Set problem = Change every "in this photo" in the material below to "in this image" and keep everything else the same. Please leave the pictures out of your answer.

Exercise material =
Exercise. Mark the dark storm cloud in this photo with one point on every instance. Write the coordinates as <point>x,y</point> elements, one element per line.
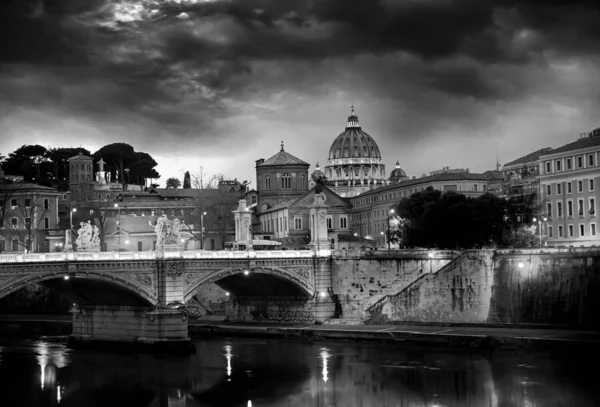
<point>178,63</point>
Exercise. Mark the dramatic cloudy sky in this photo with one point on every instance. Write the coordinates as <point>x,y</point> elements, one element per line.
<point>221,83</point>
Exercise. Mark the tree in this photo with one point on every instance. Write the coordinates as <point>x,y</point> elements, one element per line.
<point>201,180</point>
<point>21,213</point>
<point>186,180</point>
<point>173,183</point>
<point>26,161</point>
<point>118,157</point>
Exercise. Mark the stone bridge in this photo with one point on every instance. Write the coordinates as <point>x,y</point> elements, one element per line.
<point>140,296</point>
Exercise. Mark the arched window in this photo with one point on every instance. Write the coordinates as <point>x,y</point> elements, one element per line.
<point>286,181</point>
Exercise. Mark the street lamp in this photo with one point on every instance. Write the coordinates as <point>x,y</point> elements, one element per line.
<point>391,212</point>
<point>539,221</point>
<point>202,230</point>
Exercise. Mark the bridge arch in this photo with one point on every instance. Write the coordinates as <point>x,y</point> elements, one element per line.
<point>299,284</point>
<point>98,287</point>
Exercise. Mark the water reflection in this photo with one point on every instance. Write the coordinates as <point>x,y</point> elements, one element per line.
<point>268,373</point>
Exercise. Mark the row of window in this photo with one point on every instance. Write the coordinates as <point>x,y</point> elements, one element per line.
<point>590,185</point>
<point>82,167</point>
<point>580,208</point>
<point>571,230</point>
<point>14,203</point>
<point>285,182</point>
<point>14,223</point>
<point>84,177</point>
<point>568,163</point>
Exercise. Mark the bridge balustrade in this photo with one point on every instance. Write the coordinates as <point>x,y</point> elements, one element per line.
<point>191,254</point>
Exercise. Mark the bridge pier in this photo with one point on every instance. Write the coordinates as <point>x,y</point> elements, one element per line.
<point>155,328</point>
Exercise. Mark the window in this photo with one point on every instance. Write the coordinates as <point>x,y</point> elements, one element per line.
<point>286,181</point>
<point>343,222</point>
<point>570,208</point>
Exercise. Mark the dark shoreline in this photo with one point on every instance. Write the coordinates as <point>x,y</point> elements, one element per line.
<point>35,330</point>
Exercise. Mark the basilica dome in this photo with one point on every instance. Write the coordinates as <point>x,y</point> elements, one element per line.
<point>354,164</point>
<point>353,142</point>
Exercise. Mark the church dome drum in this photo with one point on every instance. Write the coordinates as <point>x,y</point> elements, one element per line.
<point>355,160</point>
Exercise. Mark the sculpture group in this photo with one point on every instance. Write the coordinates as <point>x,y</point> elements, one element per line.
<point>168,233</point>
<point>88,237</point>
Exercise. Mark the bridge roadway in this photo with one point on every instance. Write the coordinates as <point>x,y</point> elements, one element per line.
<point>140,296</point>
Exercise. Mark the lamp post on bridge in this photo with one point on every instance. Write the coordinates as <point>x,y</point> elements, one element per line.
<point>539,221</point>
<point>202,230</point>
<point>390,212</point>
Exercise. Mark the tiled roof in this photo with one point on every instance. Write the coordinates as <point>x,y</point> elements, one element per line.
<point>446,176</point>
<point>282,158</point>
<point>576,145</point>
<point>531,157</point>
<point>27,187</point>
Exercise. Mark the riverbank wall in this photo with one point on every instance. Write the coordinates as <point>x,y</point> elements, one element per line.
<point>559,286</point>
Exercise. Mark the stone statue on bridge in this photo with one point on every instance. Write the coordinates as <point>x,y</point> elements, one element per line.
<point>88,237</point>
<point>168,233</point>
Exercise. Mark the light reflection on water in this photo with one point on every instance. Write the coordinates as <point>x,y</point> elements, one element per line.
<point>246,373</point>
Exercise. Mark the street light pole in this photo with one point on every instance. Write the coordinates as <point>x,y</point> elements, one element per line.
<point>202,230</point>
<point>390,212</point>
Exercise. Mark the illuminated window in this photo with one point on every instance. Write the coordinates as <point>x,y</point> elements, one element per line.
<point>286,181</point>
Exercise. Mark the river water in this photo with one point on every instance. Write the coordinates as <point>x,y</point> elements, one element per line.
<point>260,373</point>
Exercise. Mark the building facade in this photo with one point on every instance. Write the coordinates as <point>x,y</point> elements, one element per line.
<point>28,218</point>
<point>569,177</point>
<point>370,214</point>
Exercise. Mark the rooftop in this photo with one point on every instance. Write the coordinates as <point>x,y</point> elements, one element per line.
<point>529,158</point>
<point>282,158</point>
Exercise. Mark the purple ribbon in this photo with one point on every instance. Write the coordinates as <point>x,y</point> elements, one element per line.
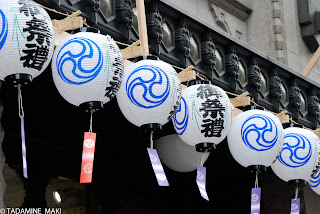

Reply to the task =
Exercise. Mark the dark storm cloud in this image with one point on every instance. Write the coordinates as <point>x,y</point> elements, one element per line.
<point>178,63</point>
Exercise. Mark the dramatic cloudy sky in this image with one point on every instance. Write the coordinates as <point>x,y</point> elements, one element per line.
<point>221,83</point>
Exercise. Mark the tree in this image with one point on every instance. Write the coordinates as <point>x,y</point> elements, one element per line.
<point>201,180</point>
<point>21,213</point>
<point>186,180</point>
<point>173,183</point>
<point>26,161</point>
<point>118,157</point>
Exercise. Mark the stone bridge in this image with one point on every instance. Write the coordinates as <point>x,y</point> elements, one element per line.
<point>140,296</point>
Exercise. Mark the arched window in this image with one point on every instance. Write the coordinates as <point>x,y</point> elements, one element per line.
<point>286,181</point>
Exercise. Mark the street lamp in this image with one point on every instance. Write the coordinates as <point>x,y</point> elements, one element per line.
<point>391,212</point>
<point>539,221</point>
<point>202,230</point>
Exercise. Mark the bridge arch in this image with one point on every instance. Write the coordinates as <point>x,y</point> elements, one element per line.
<point>299,284</point>
<point>98,287</point>
Exercise. Mark the water reflection in this image with one point on every instance. Write the coordinates as <point>x,y</point> elements, one element per line.
<point>268,373</point>
Exercise. Mark the row of window in this image with one point on every instance. Write the coordinates as <point>x,y</point> elements, one element per line.
<point>590,185</point>
<point>82,167</point>
<point>580,208</point>
<point>571,230</point>
<point>14,203</point>
<point>285,182</point>
<point>14,223</point>
<point>84,177</point>
<point>568,163</point>
Exercise. Mark the bridge balustrade in this image with one point on every instance. Write the coordinates as <point>x,y</point> elements, one element per line.
<point>191,254</point>
Exercise. Mark the bridge pier in this image with one point on every instance. Write the coordinates as <point>x,y</point> elements, one element per line.
<point>155,328</point>
Exercise. Mark the window in this image with one point on every instance. Write the coordinates as <point>x,y</point> elements, one element per line.
<point>286,181</point>
<point>343,222</point>
<point>570,208</point>
Exercise. Mark the dark shoreline in this image with one point on every instance. Write the coordinates as <point>x,y</point> elements, one element per line.
<point>35,330</point>
Exercise. Mark the basilica dome in this image with one point on every instance. Write the coordinates as <point>x,y</point> elements, one element per line.
<point>354,164</point>
<point>353,142</point>
Exercise. Mark the church dome drum in this image with one point on every instance. Write the coordinates as <point>x,y</point> elements, one element per line.
<point>355,160</point>
Exercise. Mark the sculpture group in this image with one point on every instance. Write the coordinates as <point>x,y</point> elements, one element per line.
<point>168,233</point>
<point>88,237</point>
Exercise. Mark the bridge roadway in this image with one point on every instance. Write the coordinates as <point>x,y</point> elements, one element per line.
<point>140,296</point>
Exercise. Mark the lamp post on bridge in this image with one point on every instance. Write the coordinates as <point>x,y</point> elements, one element per line.
<point>539,221</point>
<point>202,230</point>
<point>390,212</point>
Exercise. Mark the tiled roof in this image with one point on every instance. Write the coordinates as <point>x,y</point> elements, one element per line.
<point>446,176</point>
<point>282,158</point>
<point>576,145</point>
<point>531,157</point>
<point>27,187</point>
Exercise. Mark the riverbank wall in this image with one point on every instance. Write the coordinates as <point>x,y</point> elements, one element per line.
<point>559,286</point>
Exercise. Mark the stone statue on bridge in this image with one point on every instance. Write the coordinates as <point>x,y</point> elements, one element per line.
<point>88,237</point>
<point>168,233</point>
Exercise. Mark the light reflection on water in this image with one point on every instance. Write the coordinates as <point>x,y</point> elements, one element per line.
<point>246,373</point>
Exercise. Mark the street light pole in this image with one point on every instance. Write the coordinates as <point>x,y</point> elements, one element per line.
<point>202,230</point>
<point>390,212</point>
Exercise. Mark the illuminated window in this image with one point on every instance. Write the coordinates as <point>x,y</point> elements, one element per line.
<point>286,181</point>
Exercise. Mark the river water in this image with one point on every instance. Write the coordinates as <point>x,y</point> elements, one element per line.
<point>260,373</point>
Exercise. Mark the building facade in this image with one point on every instance. Write the coordinates as <point>x,y</point> elements, one element per line.
<point>28,218</point>
<point>569,177</point>
<point>370,214</point>
Exercise. Mark the rooftop in this image with one point on every instance. Write the coordinates as <point>x,y</point> elements, one element per line.
<point>529,158</point>
<point>282,158</point>
Exercise. Mark the purple ribbon in this image with one point on every instance. Write the coordinates as <point>x,y</point> elements, one element per line.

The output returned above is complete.